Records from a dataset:
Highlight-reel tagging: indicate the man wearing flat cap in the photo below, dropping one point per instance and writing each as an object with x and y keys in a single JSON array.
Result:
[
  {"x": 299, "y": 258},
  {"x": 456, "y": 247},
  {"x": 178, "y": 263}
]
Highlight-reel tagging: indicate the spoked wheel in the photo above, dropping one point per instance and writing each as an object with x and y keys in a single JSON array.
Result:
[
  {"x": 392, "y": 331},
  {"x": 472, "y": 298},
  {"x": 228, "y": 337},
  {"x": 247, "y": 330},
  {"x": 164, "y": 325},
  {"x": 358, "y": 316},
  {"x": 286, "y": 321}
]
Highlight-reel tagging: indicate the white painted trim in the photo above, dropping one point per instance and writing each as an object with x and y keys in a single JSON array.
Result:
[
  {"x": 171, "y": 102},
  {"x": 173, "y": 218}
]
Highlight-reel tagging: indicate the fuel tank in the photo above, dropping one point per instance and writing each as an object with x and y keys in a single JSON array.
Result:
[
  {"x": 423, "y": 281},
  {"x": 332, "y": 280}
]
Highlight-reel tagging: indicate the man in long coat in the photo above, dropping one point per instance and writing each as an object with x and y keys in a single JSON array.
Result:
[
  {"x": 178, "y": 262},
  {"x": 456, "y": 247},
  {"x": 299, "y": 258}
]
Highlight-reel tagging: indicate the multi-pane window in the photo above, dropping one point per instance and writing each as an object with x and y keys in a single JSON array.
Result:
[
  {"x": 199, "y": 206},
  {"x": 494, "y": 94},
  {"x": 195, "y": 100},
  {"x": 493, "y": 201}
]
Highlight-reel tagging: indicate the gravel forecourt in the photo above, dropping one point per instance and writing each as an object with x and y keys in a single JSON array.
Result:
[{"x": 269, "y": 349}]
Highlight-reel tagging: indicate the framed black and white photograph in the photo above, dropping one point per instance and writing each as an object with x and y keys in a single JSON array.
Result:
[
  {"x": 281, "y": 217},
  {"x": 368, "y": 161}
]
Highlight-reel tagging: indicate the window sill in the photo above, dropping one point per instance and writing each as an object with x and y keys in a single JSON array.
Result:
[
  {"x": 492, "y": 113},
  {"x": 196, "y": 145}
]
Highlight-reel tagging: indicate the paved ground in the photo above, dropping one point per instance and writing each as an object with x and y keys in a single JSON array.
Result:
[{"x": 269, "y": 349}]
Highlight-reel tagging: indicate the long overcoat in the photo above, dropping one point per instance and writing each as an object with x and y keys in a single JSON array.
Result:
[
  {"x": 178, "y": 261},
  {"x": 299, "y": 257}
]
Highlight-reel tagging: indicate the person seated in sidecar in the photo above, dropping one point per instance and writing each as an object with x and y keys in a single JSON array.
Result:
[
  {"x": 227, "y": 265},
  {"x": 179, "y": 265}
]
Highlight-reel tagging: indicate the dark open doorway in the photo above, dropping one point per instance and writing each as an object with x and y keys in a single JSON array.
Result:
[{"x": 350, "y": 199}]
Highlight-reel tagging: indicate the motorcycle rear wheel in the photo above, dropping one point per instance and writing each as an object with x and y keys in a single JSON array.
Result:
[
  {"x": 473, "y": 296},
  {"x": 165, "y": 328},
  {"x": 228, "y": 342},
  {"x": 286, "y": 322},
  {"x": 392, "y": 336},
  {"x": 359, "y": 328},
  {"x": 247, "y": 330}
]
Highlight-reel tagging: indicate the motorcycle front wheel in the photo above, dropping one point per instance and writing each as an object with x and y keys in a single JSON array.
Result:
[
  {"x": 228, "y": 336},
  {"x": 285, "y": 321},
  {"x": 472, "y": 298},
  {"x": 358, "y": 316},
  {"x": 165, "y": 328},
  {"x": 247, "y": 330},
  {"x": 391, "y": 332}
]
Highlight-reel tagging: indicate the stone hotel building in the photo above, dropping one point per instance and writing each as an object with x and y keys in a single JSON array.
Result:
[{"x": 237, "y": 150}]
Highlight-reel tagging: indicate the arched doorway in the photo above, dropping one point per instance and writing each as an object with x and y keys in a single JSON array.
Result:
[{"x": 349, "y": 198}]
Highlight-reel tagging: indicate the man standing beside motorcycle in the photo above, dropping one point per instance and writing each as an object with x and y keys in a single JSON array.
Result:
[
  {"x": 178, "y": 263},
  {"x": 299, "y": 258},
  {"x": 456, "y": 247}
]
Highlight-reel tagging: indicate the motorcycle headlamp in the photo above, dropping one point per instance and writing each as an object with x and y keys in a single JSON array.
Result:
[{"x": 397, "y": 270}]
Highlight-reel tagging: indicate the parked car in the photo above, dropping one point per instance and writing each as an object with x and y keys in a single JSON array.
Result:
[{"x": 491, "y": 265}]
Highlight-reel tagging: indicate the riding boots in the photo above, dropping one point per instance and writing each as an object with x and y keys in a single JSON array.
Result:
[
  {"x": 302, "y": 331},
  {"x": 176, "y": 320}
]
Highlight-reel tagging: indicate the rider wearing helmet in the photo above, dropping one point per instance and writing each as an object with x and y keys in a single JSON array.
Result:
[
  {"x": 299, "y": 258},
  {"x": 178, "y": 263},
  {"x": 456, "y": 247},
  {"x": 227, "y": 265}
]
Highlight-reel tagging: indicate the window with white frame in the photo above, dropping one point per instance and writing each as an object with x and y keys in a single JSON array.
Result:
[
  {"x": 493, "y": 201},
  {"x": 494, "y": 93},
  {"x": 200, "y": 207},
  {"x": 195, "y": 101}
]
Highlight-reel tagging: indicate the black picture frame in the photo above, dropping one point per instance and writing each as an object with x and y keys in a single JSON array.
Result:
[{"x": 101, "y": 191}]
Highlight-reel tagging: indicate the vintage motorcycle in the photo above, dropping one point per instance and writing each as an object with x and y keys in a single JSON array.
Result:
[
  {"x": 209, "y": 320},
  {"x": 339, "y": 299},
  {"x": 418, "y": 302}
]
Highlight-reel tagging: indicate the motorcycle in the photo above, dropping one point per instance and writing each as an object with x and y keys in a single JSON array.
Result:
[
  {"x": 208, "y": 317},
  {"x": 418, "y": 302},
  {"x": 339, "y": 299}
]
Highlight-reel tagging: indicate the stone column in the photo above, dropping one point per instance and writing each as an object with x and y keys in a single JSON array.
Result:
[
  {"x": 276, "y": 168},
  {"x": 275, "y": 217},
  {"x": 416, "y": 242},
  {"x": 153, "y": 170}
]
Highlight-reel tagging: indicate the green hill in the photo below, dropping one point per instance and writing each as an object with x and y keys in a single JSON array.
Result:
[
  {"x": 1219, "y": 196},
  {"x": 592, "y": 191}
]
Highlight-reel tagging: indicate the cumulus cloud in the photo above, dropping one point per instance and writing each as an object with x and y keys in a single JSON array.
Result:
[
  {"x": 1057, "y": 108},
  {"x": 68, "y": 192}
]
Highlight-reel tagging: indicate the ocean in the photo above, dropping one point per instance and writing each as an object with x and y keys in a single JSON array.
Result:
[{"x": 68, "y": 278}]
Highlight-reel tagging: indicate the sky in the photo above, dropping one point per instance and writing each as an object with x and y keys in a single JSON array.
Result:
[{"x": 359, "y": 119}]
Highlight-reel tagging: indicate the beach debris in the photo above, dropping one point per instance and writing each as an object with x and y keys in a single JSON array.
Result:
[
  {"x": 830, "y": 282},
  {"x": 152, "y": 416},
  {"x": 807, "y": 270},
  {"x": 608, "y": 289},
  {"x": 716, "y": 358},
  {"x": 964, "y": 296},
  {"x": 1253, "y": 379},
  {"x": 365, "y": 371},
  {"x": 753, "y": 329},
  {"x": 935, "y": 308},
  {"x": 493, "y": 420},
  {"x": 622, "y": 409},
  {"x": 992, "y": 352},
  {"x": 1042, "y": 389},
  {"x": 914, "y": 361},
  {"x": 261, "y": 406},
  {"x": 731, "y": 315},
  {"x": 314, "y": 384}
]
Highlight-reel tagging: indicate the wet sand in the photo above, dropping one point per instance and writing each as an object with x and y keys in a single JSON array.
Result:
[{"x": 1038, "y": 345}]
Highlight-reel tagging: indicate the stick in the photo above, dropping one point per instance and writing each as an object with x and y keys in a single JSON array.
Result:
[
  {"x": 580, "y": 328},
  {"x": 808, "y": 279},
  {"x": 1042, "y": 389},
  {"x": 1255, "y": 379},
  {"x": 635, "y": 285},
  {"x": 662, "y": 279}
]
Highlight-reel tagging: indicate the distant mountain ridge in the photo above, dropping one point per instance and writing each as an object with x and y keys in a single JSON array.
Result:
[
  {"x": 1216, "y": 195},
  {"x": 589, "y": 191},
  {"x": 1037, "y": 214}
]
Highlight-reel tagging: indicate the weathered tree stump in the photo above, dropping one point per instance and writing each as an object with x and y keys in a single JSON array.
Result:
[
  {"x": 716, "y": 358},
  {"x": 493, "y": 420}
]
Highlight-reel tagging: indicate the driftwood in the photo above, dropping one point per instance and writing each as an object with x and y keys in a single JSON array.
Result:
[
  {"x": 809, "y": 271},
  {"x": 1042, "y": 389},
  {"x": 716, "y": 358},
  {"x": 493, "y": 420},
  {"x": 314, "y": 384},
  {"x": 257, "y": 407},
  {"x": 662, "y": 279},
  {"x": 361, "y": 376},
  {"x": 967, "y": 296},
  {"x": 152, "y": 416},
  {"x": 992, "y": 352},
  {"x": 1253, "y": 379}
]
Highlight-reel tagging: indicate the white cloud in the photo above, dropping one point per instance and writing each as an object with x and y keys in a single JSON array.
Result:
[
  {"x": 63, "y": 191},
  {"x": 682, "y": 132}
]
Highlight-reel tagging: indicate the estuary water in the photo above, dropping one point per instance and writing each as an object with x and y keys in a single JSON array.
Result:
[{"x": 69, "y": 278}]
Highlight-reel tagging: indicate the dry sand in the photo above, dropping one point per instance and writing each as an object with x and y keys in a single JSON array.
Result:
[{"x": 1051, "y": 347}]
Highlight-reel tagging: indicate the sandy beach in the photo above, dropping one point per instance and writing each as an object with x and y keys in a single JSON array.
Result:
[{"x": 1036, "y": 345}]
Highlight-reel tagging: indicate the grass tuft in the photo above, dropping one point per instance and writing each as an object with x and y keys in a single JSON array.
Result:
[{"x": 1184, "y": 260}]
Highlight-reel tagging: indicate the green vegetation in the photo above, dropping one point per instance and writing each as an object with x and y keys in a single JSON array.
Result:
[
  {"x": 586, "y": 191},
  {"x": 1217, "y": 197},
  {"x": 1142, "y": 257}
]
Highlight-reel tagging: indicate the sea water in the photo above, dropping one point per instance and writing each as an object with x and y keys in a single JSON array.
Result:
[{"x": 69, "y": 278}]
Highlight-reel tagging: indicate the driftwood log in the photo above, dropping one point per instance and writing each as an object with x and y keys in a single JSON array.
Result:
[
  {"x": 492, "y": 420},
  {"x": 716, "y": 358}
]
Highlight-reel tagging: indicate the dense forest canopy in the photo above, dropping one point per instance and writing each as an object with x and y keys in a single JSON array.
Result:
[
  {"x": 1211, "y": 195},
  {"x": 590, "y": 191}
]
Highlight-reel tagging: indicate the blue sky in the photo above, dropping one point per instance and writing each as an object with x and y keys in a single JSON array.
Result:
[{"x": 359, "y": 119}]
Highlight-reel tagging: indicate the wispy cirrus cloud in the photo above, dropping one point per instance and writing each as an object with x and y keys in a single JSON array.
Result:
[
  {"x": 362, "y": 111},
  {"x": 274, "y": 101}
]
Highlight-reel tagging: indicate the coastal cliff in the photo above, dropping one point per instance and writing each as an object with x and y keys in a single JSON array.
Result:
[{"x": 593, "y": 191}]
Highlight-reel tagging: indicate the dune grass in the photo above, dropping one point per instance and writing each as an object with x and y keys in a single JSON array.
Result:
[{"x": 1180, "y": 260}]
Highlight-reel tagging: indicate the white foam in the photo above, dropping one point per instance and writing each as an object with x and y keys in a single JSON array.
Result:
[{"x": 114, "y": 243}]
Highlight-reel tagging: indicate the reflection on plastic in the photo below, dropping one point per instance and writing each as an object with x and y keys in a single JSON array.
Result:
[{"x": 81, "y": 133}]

PROBLEM TO SOLVE
Lines that contain "grass" are to be copied from the records above.

ANSWER FOR THIS EXERCISE
Highlight-reel tagging: indicate the grass tuft in the photo above, dropping one point per instance and writing each as an object with x and y keys in a single JSON array.
Highlight-reel tagging: indicate the dune grass in the photo above, dropping one point per instance and writing each as an object with x and y keys in a single JSON array.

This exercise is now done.